**OBJECTIVE:**
Copy the lines from the one with "Class name: wooden armoire" to the one with "[356,0,400,27]", swapping "black storage box" for "dark storage box" and keeping everything else the same.

**Saved entries:**

>>>>>

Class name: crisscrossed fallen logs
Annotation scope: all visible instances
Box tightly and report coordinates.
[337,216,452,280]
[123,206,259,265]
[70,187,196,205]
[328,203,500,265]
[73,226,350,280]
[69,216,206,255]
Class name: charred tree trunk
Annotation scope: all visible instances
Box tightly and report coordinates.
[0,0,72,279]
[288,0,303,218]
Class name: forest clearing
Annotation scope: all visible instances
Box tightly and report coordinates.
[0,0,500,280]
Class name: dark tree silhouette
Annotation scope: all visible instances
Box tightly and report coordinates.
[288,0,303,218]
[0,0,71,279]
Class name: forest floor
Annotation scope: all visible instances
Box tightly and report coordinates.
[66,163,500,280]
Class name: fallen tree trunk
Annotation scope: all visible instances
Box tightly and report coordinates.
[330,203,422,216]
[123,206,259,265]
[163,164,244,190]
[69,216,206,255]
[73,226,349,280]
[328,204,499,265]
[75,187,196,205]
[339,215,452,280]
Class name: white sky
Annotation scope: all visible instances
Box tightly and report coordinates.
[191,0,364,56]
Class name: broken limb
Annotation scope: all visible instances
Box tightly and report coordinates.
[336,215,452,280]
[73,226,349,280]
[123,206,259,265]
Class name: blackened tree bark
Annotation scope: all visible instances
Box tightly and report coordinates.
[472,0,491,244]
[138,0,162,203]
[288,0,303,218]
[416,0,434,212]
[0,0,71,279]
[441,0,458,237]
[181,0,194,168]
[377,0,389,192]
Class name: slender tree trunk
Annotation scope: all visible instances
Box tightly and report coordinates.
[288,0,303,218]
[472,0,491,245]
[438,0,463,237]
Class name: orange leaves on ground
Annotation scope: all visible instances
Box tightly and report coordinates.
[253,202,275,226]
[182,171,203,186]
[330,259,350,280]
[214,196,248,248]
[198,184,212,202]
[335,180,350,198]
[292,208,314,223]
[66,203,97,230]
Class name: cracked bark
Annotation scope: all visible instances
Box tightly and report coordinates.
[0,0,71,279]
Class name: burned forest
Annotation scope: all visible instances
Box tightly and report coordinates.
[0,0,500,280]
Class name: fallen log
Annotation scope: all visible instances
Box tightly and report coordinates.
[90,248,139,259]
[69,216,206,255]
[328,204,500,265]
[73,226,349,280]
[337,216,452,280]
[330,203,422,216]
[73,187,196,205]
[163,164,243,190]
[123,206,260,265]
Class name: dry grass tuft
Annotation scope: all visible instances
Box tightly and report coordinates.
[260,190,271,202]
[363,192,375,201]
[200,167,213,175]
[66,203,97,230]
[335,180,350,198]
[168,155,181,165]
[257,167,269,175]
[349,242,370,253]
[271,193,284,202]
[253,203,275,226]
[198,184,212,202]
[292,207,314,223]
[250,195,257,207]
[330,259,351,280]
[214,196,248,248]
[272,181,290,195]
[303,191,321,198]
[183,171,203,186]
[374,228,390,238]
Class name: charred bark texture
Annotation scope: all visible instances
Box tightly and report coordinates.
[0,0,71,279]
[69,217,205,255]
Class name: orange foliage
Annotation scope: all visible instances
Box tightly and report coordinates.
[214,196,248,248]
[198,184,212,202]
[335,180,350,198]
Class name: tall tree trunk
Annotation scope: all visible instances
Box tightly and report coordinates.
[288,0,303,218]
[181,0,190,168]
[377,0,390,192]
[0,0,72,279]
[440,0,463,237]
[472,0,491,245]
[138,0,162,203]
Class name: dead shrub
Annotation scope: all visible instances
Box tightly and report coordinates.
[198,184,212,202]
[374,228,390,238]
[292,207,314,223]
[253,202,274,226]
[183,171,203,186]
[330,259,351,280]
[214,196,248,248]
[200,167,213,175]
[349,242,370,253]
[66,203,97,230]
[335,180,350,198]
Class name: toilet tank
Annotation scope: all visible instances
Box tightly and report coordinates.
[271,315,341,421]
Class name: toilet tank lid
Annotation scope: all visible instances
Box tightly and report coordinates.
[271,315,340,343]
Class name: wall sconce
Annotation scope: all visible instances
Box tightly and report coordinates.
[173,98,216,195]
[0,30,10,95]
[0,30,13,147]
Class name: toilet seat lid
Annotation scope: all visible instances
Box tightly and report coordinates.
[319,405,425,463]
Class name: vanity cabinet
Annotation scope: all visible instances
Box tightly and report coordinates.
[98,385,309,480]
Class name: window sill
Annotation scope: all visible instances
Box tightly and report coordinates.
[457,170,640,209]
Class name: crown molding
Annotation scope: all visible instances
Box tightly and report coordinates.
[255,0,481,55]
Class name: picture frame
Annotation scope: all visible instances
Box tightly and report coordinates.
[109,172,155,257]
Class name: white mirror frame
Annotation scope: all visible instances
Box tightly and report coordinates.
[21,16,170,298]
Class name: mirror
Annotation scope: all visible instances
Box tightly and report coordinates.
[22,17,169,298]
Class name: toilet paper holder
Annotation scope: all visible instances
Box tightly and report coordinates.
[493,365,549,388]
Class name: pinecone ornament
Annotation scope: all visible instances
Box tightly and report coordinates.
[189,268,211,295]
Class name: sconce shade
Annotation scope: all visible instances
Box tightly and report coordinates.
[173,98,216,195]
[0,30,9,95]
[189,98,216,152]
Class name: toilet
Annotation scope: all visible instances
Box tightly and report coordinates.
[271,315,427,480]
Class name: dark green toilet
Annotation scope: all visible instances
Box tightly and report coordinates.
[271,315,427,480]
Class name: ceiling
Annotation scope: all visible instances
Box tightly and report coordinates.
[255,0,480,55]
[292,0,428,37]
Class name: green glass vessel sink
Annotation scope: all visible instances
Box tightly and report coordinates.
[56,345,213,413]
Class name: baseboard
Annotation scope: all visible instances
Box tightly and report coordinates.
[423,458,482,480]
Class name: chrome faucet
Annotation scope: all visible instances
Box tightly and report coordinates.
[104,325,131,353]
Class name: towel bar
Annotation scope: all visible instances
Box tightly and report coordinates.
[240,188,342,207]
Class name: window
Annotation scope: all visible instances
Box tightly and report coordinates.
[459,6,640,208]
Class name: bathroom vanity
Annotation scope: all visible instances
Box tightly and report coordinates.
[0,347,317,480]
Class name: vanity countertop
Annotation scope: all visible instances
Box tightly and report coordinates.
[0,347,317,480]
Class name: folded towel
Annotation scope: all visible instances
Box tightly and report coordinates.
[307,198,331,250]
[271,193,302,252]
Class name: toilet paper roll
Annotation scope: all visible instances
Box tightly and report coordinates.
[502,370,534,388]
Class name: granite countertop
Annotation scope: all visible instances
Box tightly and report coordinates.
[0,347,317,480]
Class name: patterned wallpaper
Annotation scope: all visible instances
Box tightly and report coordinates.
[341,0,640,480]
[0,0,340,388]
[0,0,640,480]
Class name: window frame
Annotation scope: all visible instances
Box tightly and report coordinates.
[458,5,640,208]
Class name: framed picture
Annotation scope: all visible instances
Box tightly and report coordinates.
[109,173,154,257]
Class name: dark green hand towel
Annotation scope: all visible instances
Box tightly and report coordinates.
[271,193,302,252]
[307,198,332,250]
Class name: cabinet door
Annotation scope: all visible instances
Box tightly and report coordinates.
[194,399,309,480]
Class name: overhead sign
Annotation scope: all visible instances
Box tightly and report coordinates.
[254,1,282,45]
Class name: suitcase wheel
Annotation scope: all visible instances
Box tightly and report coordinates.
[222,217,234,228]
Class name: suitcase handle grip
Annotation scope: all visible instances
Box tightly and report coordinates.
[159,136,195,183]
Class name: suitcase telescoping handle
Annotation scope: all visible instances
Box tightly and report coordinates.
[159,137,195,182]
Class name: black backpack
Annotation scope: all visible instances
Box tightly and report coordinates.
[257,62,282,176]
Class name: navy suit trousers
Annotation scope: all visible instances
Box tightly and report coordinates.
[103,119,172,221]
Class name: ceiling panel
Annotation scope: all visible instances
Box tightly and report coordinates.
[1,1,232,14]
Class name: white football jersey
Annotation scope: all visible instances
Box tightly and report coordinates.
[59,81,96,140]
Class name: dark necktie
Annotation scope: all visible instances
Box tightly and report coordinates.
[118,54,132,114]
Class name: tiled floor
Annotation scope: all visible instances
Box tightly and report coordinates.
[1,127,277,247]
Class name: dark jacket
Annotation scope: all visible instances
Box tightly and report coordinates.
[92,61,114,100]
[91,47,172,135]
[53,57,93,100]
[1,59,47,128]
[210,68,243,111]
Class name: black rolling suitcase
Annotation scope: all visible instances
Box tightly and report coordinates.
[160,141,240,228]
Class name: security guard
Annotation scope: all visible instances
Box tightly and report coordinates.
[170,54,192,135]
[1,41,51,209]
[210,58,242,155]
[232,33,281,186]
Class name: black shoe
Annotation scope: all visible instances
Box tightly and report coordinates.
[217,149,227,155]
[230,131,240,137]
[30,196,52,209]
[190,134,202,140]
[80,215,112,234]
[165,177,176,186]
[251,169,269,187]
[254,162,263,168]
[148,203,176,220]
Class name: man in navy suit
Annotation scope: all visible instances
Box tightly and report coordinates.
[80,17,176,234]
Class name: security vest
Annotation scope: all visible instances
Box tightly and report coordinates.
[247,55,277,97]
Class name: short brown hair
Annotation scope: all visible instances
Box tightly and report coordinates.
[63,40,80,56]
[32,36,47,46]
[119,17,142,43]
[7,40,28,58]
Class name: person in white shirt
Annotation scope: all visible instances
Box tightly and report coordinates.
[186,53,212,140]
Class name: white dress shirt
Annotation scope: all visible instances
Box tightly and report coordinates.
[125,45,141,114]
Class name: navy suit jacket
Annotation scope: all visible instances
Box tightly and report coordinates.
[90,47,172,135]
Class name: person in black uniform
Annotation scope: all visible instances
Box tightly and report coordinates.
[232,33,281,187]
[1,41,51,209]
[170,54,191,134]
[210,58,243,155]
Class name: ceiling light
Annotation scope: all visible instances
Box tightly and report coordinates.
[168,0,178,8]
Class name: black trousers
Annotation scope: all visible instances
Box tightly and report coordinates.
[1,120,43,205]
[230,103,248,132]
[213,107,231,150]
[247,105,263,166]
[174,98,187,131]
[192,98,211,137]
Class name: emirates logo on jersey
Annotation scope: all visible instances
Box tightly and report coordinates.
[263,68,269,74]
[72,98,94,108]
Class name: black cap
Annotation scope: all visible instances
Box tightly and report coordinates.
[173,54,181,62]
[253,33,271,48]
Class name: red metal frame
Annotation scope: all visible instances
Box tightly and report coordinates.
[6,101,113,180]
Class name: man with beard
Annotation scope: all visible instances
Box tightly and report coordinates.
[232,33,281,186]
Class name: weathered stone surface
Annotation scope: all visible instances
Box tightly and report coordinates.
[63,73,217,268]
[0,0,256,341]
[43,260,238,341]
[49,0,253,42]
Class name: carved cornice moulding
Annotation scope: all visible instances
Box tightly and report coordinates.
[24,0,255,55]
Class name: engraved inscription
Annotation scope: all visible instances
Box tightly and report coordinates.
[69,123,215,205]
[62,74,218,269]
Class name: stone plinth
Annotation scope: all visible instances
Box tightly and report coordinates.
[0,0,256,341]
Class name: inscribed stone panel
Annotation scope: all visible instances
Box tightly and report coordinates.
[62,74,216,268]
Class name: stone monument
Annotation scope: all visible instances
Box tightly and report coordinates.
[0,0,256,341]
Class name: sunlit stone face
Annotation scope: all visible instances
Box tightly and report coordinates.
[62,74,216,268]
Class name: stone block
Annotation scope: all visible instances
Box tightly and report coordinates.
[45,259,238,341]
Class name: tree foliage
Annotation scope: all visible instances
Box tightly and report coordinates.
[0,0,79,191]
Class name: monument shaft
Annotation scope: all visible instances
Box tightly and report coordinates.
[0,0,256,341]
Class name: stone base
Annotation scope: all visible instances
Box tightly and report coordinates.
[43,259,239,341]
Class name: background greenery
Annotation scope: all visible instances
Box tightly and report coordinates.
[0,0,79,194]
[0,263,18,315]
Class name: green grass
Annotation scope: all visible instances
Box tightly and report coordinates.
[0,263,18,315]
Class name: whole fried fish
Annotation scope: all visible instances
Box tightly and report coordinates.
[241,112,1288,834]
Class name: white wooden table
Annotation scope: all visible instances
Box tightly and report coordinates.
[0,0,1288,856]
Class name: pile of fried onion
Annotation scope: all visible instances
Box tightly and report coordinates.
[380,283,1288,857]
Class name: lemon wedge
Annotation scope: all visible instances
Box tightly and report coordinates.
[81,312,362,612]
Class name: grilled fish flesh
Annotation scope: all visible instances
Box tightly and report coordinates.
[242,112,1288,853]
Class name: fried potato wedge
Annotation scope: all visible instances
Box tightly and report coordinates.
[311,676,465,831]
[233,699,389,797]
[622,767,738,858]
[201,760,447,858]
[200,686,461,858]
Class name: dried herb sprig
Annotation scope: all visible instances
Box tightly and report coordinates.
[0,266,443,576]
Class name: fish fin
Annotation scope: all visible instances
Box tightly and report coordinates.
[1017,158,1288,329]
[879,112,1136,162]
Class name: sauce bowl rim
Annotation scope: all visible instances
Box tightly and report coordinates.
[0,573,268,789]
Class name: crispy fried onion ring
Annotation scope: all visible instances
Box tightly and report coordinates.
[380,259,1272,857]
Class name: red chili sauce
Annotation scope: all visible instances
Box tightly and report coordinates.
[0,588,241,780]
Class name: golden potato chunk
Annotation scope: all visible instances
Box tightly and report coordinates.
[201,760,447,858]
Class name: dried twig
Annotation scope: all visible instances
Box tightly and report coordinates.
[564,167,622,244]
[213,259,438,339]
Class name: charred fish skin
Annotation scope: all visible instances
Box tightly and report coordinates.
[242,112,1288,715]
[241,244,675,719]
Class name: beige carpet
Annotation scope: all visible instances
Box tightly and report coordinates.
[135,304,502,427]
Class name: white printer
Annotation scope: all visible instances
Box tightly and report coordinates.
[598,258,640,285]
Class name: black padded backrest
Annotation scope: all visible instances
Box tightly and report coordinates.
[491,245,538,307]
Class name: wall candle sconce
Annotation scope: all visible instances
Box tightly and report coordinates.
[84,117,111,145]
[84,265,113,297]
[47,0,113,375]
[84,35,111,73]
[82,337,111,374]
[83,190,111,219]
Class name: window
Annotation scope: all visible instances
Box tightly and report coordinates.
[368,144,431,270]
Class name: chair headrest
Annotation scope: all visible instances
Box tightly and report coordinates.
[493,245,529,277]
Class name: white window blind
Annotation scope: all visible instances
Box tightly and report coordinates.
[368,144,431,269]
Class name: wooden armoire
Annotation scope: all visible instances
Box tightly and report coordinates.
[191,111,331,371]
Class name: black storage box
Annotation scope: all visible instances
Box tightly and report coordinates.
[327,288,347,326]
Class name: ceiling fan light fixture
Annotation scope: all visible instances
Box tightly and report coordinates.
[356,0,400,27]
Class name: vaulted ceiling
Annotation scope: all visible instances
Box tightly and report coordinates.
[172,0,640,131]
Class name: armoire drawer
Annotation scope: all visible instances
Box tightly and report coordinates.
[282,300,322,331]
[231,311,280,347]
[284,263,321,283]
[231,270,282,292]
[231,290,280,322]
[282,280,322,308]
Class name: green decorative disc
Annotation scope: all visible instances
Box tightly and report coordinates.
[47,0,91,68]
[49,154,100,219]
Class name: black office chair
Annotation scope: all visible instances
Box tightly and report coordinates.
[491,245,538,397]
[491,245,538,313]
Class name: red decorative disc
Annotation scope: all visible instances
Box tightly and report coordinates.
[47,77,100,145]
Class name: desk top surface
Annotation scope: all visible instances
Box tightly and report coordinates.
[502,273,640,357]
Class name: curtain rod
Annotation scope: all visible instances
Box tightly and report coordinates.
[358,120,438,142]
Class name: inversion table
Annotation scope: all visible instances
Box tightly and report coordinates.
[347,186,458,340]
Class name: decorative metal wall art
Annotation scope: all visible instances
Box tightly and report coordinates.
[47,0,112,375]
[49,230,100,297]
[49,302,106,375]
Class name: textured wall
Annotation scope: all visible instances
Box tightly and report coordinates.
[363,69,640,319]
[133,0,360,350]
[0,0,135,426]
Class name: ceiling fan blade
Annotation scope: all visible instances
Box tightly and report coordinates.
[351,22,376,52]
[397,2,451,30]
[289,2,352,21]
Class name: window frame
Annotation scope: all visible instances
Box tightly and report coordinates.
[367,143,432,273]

<<<<<

**REPLY TO THE TASK:**
Class name: wooden armoire
Annotation scope: all visible instances
Box tightly and report coordinates.
[191,111,331,371]
Class name: dark storage box
Annotation scope: all visible instances
Box tightly and report coordinates.
[327,288,347,326]
Class name: ceiling fan light fixture
Annotation scope: all visible instances
Box tightly and report coordinates.
[356,0,400,27]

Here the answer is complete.